*Provided data*
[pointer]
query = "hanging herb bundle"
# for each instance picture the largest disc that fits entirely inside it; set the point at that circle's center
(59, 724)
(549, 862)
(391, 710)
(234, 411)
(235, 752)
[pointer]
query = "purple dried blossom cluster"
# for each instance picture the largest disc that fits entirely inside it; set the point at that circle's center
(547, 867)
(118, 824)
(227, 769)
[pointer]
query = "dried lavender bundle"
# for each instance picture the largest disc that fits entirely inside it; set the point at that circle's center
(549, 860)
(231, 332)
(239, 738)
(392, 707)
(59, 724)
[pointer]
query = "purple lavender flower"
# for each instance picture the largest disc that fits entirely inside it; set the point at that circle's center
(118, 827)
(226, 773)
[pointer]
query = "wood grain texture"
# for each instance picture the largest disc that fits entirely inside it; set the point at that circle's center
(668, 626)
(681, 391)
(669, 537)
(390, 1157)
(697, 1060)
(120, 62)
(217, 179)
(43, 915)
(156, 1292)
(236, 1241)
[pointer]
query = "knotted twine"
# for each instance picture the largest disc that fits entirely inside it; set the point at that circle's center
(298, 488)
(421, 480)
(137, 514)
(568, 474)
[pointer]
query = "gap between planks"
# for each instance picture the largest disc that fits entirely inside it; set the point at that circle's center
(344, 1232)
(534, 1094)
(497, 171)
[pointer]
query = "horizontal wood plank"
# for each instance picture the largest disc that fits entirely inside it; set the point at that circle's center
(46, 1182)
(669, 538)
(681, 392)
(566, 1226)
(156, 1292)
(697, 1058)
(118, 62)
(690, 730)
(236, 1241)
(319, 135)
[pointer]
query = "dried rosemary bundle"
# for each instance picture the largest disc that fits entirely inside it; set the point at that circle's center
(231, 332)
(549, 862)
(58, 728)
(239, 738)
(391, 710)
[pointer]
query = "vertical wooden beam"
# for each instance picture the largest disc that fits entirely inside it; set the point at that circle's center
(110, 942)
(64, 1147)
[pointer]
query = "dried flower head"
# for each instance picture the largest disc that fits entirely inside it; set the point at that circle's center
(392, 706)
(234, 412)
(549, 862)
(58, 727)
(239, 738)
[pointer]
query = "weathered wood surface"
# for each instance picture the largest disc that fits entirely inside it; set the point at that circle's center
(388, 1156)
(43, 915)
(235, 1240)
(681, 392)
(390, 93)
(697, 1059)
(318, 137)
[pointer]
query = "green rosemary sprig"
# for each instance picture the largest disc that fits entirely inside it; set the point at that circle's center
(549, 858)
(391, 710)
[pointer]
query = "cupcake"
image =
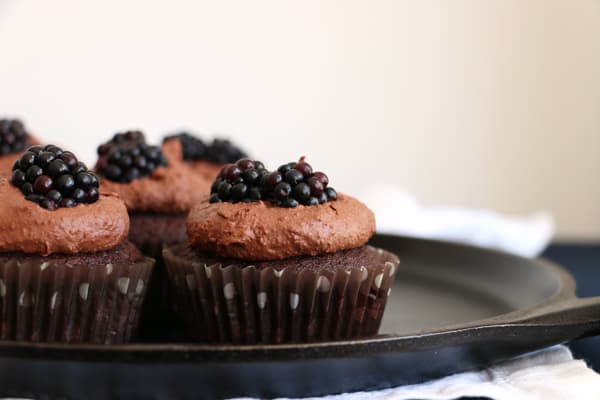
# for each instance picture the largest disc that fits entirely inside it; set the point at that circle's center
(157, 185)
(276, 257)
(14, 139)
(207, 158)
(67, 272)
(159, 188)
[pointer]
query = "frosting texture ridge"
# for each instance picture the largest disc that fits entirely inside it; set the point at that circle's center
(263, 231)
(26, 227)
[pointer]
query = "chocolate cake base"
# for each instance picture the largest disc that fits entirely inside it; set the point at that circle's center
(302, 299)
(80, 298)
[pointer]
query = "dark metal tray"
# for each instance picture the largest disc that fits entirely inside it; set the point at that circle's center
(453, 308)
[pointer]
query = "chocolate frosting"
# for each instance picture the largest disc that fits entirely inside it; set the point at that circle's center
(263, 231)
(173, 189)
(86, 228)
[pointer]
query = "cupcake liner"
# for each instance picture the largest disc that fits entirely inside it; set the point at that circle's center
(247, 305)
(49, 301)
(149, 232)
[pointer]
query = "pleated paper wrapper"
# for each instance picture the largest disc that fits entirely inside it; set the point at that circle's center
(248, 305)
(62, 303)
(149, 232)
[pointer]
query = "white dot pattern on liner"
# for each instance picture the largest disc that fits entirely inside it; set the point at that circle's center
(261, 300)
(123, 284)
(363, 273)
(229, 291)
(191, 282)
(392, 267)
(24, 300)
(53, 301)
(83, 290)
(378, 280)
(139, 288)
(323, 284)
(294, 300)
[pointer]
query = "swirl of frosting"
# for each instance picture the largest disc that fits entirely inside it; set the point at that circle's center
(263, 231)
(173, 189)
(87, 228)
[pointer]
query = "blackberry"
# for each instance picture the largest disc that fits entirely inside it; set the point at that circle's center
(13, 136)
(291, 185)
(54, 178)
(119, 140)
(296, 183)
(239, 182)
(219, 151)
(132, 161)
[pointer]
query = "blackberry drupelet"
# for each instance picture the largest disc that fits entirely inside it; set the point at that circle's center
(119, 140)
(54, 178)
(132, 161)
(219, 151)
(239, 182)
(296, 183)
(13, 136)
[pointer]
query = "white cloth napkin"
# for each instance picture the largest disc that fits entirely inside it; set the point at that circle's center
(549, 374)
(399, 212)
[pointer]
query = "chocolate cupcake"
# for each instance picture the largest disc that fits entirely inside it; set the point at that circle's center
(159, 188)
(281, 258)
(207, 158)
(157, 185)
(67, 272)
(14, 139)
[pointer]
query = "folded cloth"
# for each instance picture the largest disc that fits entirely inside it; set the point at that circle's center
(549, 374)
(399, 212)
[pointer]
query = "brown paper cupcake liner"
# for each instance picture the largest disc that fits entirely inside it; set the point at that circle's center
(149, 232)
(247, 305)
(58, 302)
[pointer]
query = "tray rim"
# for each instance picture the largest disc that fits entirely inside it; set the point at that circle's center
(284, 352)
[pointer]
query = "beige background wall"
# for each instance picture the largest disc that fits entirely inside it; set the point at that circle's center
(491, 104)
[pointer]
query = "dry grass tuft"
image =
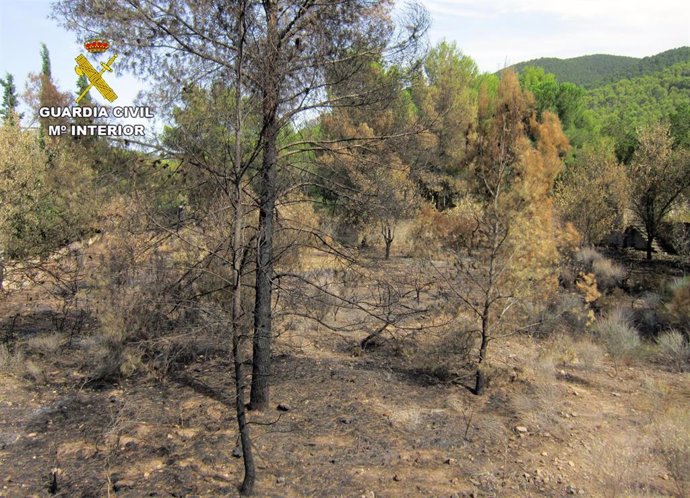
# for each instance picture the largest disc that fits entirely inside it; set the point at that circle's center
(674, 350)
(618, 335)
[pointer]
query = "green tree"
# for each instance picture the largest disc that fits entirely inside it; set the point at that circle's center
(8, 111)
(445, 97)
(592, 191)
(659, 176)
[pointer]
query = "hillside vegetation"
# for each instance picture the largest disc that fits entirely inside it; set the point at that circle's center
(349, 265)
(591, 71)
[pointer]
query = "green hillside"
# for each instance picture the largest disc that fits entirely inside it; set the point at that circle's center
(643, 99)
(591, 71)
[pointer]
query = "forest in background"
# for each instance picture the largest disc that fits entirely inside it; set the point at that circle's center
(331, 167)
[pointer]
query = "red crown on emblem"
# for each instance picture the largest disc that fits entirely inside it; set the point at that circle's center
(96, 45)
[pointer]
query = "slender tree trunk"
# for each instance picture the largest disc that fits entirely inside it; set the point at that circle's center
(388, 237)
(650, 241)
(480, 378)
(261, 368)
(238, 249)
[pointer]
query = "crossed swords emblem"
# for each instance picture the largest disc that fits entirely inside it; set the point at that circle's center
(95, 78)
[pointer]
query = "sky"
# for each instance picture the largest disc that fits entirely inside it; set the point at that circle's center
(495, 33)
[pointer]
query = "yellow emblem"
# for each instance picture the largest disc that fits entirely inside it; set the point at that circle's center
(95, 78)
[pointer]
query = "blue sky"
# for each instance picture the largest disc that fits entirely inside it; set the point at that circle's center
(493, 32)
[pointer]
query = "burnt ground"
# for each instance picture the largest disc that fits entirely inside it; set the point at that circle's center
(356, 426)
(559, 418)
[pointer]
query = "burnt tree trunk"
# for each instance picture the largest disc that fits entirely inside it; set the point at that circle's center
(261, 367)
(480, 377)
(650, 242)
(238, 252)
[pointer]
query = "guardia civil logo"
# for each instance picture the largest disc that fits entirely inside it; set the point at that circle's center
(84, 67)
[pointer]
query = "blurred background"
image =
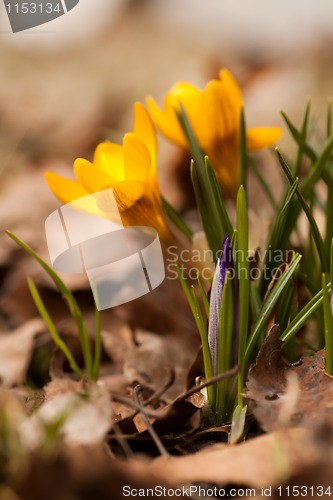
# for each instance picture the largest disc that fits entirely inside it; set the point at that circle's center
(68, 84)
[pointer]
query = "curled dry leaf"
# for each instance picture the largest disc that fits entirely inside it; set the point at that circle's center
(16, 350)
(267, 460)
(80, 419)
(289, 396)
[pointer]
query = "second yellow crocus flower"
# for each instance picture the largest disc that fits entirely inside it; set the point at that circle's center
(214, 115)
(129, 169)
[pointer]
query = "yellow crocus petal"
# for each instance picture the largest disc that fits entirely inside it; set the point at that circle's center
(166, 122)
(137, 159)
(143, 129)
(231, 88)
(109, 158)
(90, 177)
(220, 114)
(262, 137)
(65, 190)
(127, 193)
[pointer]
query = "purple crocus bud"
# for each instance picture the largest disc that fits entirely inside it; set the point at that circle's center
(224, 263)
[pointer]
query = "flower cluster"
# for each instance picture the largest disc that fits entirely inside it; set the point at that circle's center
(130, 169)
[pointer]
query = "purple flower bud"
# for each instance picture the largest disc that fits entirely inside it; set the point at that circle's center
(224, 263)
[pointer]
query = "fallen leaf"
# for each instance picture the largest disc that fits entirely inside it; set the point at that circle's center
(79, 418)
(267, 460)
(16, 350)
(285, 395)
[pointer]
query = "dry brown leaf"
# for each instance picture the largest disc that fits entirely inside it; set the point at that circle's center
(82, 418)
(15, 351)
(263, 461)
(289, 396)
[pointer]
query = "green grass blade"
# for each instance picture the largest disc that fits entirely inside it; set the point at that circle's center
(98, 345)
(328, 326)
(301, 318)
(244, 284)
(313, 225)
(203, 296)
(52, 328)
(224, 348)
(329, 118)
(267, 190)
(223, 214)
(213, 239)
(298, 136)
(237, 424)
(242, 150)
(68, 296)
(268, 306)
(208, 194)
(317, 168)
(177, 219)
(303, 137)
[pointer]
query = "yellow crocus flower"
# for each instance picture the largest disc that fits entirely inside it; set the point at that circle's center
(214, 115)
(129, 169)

*Task prompt*
Gather every line of the data above that contains the word "cloth", and copy each one out.

*The answer*
query = "white cloth napkin"
query = "folded cloth"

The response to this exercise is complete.